◆ **Work request A**
Could you reproduce the CTD text-mining abstract from "Conclusion: This text-mining" to "throughput and efficiency."?
◆ **Work request B**
Answer these questions from the CTD text-mining abstract:
(i) How many documents did the CTD data set used for evaluation draw from?
(ii) What mean average precision did the rule-based re-ranking achieve?
(iii) What three types of data relationships do biocurators capture from the literature?
◆ **Work request C**
Does each statement agree with the CTD text-mining abstract?
(i) The prototype found 90% of the gene, chemical, and disease terms in curated interactions.
(ii) The baseline correlation coefficient of rank vs. number of curatable interactions per document was 0.14.
(iii) The prototype was built from proprietary commercial components.

◆ **Passage for review**

Text mining and manual curation of chemical-gene-disease networks for the comparative toxicogenomics database (CTD)

Abstract

Background: The Comparative Toxicogenomics Database (CTD) is a publicly available resource that promotes understanding about the etiology of environmental diseases. It provides manually curated chemical-gene/protein interactions and chemical- and gene-disease relationships from the peer-reviewed, published literature. The goals of the research reported here were to establish a baseline analysis of current CTD curation, develop a text-mining prototype from readily available open source components, and evaluate its potential value in augmenting curation efficiency and increasing data coverage.

Results: Prototype text-mining applications were developed and evaluated using a CTD data set consisting of manually curated molecular interactions and relationships from 1,600 documents. Preliminary results indicated that the prototype found 80% of the gene, chemical, and disease terms appearing in curated interactions. These terms were used to re-rank documents for curation, resulting in increases in mean average precision (63% for the baseline vs. 73% for a rule-based re-ranking), and in the correlation coefficient of rank vs. number of curatable interactions per document (baseline 0.14 vs. 0.38 for the rule-based re-ranking).

Conclusion: This text-mining project is unique in its integration of existing tools into a single workflow with direct application to CTD. We performed a baseline assessment of the inter-curator consistency and coverage in CTD, which allowed us to measure the potential of these integrated tools to improve prioritization of journal articles for manual curation. Our study presents a feasible and cost-effective approach for developing a text mining solution to enhance manual curation throughput and efficiency.

Figure 1

CTD curated data relationships. Biocurators capture three types of data relationships from the literature using controlled vocabularies, including chemical-gene interactions, and chemical-disease and gene/protein-disease relationships. These three relationships generate a chemical-gene/protein-disease triad that enables users to infer novel connections between all three actors.

◆ **Data**
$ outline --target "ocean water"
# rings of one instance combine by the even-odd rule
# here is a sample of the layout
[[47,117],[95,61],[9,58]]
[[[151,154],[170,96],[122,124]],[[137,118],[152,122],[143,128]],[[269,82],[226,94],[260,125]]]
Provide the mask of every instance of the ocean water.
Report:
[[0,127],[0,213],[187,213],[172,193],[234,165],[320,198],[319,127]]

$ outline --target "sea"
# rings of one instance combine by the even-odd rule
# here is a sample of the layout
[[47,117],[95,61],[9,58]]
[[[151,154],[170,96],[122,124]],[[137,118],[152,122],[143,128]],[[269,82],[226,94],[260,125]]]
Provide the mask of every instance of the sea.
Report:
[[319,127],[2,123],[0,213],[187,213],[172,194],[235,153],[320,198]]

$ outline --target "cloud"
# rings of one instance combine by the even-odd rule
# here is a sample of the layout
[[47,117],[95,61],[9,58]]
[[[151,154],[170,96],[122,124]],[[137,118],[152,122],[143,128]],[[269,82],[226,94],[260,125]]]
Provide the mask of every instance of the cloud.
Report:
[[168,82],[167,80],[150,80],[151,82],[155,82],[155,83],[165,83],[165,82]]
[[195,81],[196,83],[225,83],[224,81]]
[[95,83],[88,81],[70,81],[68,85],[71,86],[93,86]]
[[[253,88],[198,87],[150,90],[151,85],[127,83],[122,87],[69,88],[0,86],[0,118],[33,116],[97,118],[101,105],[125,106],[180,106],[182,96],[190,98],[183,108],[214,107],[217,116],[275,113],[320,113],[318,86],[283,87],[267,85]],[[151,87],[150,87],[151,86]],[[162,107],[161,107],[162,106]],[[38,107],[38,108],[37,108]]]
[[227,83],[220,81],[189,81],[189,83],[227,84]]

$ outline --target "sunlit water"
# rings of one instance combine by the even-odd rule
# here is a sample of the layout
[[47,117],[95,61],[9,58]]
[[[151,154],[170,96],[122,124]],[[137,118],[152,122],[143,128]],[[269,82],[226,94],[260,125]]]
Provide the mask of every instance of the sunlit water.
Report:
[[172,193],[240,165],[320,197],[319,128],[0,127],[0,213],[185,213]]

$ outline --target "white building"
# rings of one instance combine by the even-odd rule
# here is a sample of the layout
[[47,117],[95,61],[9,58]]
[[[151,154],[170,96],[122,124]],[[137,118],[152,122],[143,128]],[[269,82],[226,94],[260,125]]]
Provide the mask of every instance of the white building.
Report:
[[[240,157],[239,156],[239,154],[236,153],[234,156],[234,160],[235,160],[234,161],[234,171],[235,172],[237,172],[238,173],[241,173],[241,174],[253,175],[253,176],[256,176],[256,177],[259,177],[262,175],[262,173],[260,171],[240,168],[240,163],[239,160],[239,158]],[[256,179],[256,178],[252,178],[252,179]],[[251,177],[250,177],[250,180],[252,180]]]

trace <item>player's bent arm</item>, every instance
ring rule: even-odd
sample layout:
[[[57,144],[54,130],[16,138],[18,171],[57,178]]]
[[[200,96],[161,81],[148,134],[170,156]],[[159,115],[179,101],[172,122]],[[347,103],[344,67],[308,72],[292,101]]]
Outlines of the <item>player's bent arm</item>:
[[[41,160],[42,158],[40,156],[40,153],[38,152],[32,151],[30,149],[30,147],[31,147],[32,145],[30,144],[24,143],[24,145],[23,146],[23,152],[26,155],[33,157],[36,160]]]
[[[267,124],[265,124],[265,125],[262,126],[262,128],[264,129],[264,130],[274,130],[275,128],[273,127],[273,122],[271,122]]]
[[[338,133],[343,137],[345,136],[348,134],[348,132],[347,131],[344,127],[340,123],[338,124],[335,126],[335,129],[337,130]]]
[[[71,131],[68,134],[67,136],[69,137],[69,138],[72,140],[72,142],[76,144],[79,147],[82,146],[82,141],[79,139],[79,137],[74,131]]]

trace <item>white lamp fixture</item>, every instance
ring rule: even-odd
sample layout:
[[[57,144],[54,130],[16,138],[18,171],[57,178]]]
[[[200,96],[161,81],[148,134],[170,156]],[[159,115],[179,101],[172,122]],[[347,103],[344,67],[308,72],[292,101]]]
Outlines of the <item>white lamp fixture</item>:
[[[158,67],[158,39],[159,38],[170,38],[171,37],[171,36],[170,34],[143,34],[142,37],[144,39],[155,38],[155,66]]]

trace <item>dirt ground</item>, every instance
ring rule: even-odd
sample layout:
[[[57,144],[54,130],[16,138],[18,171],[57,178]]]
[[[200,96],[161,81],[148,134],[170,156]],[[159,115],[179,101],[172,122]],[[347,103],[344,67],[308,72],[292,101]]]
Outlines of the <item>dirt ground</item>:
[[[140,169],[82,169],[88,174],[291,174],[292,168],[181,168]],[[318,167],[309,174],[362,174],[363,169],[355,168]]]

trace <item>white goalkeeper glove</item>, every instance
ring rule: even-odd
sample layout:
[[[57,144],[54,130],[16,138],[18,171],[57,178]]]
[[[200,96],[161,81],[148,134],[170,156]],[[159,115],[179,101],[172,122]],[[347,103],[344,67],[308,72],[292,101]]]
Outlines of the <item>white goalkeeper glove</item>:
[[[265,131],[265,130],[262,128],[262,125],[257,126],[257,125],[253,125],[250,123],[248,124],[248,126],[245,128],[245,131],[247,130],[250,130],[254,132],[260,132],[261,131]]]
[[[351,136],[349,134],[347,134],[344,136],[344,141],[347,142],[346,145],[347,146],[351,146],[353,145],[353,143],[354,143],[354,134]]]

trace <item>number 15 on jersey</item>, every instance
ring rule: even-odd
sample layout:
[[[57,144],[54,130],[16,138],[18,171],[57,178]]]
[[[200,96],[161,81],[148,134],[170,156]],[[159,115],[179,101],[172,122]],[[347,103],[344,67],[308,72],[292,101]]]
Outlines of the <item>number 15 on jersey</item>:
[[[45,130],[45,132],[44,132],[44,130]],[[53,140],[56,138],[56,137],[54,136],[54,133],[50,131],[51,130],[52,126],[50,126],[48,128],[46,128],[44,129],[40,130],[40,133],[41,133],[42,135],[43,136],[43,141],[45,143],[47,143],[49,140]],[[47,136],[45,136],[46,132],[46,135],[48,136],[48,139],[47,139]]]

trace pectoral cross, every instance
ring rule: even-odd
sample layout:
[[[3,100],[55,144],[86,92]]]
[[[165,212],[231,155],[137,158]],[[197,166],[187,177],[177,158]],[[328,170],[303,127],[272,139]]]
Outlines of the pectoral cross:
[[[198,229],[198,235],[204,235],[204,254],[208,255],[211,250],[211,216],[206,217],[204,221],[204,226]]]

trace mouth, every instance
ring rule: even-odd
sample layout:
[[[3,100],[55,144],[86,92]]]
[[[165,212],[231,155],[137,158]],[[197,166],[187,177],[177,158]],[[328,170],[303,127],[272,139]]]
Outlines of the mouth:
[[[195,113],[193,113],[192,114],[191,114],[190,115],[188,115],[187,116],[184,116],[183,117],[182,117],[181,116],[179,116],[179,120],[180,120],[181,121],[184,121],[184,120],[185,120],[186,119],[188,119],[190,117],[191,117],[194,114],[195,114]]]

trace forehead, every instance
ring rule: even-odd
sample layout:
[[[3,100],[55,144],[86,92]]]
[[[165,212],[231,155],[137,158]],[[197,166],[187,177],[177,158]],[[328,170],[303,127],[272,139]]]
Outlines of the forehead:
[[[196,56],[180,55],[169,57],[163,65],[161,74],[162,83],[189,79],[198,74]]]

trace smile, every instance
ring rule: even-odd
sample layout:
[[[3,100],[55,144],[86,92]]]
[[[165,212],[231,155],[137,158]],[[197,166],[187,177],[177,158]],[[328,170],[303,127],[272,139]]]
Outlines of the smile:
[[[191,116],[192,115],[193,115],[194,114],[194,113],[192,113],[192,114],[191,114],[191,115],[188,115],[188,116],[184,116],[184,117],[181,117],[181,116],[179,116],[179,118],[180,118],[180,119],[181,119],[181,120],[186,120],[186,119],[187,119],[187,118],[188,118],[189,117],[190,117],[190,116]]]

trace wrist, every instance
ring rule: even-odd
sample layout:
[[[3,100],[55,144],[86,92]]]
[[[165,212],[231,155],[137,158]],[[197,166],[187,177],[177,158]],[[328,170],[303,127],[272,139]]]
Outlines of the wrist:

◆ **Task response A**
Conclusion: This text-mining project is unique in its integration of existing tools into a single workflow with direct application to CTD. We performed a baseline assessment of the inter-curator consistency and coverage in CTD, which allowed us to measure the potential of these integrated tools to improve prioritization of journal articles for manual curation. Our study presents a feasible and cost-effective approach for developing a text mining solution to enhance manual curation throughput and efficiency.

◆ **Task response B**
(i) 1,600 documents.
(ii) 73%.
(iii) Chemical-gene interactions, chemical-disease relationships, and gene/protein-disease relationships.

◆ **Task response C**
(i) No: "the prototype found 80% of the gene, chemical, and disease terms appearing in curated interactions"
(ii) Yes: "baseline 0.14 vs. 0.38 for the rule-based re-ranking"
(iii) No: "develop a text-mining prototype from readily available open source components"